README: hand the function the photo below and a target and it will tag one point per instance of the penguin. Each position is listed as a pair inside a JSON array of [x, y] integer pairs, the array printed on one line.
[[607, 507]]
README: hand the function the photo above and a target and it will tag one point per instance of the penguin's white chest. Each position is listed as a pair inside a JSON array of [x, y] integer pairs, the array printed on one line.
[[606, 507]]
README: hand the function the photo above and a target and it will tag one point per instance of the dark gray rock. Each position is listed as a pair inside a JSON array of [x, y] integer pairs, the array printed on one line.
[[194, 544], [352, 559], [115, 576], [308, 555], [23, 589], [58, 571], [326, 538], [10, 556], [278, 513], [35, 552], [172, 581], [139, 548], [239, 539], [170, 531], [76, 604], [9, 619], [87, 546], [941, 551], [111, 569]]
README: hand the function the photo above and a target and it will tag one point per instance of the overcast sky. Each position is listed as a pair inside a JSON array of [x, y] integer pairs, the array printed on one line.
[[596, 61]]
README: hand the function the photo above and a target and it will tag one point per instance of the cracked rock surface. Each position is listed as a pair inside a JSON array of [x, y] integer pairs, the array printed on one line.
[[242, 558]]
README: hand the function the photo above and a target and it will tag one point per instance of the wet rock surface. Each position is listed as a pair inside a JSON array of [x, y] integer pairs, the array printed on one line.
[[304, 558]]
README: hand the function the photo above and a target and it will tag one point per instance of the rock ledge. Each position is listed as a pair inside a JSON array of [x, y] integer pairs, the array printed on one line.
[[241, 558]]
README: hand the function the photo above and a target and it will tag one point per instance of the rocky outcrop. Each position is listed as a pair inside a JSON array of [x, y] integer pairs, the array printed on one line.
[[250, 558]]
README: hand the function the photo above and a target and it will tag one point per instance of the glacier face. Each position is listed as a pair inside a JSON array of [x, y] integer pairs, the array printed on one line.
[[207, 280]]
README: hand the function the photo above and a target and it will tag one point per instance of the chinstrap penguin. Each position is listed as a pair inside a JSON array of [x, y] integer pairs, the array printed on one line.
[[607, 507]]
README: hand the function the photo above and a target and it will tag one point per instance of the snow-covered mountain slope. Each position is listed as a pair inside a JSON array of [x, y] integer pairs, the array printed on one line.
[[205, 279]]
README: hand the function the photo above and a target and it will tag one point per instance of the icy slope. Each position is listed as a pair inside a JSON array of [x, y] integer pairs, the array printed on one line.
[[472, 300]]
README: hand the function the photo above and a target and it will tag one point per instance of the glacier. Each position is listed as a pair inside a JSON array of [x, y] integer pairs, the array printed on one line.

● **THE PROBLEM**:
Render the lines above as a JSON list of strings, one string per line with blank lines omitted, starting at the line that contains "of the cracked" and ending at the line that contains "[[250, 558]]", both included.

● **COMPLETE ANSWER**:
[
  "README: hand the function the photo above and a target and it will tag one point per instance of the cracked rock surface. Each position is listed as a pair inside a JSON array of [x, y] integer pairs, the array printed on one line.",
  "[[242, 558]]",
  "README: hand the function the photo above and a target and it will tag one point per instance of the wet rock surface. Each position is listed as a pair inside a JSON array of [x, y] integer pairs, the array printed on one line.",
  "[[304, 558]]",
  "README: hand the function the photo above and a target and it will tag one point per instance of the rock ledge. Each position is listed as a pair inside a JSON array of [x, y] integer pairs, the array printed on one line.",
  "[[241, 558]]",
  "README: hand the function the photo above and a target and it will tag one point per instance of the rocky outcrop. Each position is listed as a pair inside a JSON array of [x, y] integer pairs, the array printed on one line.",
  "[[250, 558]]"
]